Testo fornito
——————————

La forza dirompente della fede
Tommaso l’incredulo… nella realtà o solo nella fantasia di chi ha raccontato la sua vicenda? Un racconto che non trova conferma da nessuna parte e ha chiaramente l’aspetto di un espediente per spiegare che il dubbio è legittimo, ma che bisogna superarlo per dare posto alla fede. Ma la fede in che cosa? In un morto che è tornato in vita, fisicamente, con il suo corpo, ma dotato addirittura della prerogativa di passare attraverso i muri? In realtà credere una cosa del genere è una sfida, anche per persone facilmente suggestionabili. E non credo che l’esempio di Tommaso sia sufficiente per convincere i dubbiosi di oggi.
Dunque credere, non in un morto che torna in vita, ma in qualcosa di ancora più incredibile, e cioè che la morte violenta di un uomo possa portare la pace, vincendo il peccato che continuamente mina la convivenza umana: un peccato che si identifica con la violenza che impregna di sé le persone e le istituzioni. E per di più, la convvinzione che l’uomo violentato possa lasciare ai suoi seguaci il compito di vincere la violenza, con la consapevolezza che, se non lo faranno loro, la violenza continuerà a dilagare.

——————————

Record forniti

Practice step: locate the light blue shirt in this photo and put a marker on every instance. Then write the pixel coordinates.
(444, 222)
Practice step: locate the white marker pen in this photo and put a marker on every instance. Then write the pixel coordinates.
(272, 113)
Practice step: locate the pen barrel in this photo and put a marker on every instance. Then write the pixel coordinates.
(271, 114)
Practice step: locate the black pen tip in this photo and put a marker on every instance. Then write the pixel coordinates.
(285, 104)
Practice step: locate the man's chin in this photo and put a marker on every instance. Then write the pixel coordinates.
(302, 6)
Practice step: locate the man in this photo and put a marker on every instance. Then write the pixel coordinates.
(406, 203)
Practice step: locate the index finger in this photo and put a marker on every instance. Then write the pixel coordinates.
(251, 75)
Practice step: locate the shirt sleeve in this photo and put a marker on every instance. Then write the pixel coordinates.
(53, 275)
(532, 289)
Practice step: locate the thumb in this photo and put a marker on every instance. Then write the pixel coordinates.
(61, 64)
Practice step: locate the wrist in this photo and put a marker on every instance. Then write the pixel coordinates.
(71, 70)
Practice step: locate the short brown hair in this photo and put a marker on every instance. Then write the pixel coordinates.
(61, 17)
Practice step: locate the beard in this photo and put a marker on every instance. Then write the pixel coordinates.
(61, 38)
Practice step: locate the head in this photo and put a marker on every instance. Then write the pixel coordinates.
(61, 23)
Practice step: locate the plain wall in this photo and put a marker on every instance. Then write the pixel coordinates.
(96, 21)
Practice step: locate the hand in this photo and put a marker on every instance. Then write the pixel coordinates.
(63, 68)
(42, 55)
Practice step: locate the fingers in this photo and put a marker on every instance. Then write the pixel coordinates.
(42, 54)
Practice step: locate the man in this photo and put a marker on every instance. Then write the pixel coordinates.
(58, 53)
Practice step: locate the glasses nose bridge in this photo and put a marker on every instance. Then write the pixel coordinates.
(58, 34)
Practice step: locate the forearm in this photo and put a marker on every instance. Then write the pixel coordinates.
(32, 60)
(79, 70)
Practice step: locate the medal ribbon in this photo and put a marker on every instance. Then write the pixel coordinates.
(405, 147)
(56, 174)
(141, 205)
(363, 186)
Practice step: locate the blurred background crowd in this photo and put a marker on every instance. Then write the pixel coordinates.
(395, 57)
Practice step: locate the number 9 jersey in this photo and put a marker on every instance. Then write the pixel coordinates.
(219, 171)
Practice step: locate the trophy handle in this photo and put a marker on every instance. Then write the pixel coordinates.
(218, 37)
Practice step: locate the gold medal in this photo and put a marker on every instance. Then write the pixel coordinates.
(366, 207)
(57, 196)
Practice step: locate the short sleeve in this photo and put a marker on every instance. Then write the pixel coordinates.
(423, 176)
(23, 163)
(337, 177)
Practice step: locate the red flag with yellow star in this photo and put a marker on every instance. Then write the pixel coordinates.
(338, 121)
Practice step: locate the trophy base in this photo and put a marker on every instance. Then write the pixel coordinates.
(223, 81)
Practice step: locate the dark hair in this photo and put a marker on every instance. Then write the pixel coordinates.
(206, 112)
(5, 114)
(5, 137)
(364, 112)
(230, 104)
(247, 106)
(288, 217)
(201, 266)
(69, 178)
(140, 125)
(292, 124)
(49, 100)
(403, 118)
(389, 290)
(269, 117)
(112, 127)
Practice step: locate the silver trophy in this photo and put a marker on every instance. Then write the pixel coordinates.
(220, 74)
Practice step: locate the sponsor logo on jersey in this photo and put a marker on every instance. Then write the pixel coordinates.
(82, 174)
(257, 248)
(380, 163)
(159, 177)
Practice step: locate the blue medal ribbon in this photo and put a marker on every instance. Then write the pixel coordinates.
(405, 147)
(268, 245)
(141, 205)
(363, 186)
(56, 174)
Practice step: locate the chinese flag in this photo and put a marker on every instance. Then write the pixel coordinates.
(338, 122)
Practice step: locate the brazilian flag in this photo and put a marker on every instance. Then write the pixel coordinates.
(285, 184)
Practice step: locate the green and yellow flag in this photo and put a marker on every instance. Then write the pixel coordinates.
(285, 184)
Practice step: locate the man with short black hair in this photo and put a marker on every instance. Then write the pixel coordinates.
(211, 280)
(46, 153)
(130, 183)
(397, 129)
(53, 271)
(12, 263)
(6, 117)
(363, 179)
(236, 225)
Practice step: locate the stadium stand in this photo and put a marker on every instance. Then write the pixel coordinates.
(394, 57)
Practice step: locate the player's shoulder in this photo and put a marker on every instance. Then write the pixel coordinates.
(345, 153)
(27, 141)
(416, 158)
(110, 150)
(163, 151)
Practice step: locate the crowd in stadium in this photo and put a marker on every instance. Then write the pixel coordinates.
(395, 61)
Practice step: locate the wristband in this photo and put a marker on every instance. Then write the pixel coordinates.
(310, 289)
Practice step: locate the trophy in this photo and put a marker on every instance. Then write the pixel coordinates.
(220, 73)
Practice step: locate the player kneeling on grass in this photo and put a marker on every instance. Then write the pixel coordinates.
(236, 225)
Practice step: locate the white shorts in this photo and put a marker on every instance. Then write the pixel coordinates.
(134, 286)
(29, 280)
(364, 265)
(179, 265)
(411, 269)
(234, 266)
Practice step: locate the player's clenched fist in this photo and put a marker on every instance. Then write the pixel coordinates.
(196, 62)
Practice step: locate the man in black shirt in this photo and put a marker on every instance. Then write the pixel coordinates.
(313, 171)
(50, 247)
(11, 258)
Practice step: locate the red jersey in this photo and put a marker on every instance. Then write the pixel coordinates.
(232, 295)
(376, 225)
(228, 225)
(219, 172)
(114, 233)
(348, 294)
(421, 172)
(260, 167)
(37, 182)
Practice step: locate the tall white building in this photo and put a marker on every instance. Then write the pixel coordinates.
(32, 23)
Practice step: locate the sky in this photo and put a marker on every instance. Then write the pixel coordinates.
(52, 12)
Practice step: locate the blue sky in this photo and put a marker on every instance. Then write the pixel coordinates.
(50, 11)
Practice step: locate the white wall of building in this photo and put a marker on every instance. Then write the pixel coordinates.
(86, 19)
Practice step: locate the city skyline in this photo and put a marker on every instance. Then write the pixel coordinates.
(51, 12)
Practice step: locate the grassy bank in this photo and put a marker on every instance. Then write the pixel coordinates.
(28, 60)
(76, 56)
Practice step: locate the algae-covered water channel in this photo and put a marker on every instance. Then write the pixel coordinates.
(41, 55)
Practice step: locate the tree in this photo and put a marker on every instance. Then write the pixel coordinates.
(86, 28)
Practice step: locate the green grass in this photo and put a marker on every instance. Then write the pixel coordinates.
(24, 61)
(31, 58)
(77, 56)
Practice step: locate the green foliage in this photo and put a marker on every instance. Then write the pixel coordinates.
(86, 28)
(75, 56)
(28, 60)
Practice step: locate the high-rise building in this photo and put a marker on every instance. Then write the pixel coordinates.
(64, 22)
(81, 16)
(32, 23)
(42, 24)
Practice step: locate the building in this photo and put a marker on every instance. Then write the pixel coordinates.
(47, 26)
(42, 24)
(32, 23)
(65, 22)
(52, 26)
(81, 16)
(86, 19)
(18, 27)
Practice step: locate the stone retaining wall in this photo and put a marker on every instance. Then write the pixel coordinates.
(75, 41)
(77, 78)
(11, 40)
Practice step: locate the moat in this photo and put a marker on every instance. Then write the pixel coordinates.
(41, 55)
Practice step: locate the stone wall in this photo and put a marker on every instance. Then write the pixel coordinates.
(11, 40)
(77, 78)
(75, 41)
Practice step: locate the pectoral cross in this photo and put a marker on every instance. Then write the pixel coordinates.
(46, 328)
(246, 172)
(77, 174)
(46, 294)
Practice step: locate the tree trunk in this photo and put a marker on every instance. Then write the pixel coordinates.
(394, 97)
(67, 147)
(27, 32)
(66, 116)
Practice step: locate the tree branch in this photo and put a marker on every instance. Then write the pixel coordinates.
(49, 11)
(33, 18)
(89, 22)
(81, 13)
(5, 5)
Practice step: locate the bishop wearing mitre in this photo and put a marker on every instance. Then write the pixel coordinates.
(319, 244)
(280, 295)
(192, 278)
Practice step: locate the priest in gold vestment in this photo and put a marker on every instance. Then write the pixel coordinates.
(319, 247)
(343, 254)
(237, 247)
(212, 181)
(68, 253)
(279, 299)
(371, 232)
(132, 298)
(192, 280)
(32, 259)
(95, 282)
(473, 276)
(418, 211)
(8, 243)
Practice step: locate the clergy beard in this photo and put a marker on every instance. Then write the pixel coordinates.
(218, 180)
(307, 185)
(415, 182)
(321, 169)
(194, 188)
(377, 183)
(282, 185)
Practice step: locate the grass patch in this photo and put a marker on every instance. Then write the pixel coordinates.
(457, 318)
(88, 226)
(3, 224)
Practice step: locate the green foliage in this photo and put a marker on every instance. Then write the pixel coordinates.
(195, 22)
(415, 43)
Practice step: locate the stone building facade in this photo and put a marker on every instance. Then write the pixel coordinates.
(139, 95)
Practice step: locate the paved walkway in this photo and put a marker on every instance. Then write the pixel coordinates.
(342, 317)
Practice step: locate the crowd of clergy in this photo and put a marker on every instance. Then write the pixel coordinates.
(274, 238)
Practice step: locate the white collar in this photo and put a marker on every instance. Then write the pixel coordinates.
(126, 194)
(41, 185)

——————————

Consegna
Ripeti parola per parola il passo del brano sulla fede che comincia con le parole "La forza dirompente" e termina con "dubbiosi di oggi.".

Compito svolto
La forza dirompente della fede
Tommaso l’incredulo… nella realtà o solo nella fantasia di chi ha raccontato la sua vicenda? Un racconto che non trova conferma da nessuna parte e ha chiaramente l’aspetto di un espediente per spiegare che il dubbio è legittimo, ma che bisogna superarlo per dare posto alla fede. Ma la fede in che cosa? In un morto che è tornato in vita, fisicamente, con il suo corpo, ma dotato addirittura della prerogativa di passare attraverso i muri? In realtà credere una cosa del genere è una sfida, anche per persone facilmente suggestionabili. E non credo che l’esempio di Tommaso sia sufficiente per convincere i dubbiosi di oggi.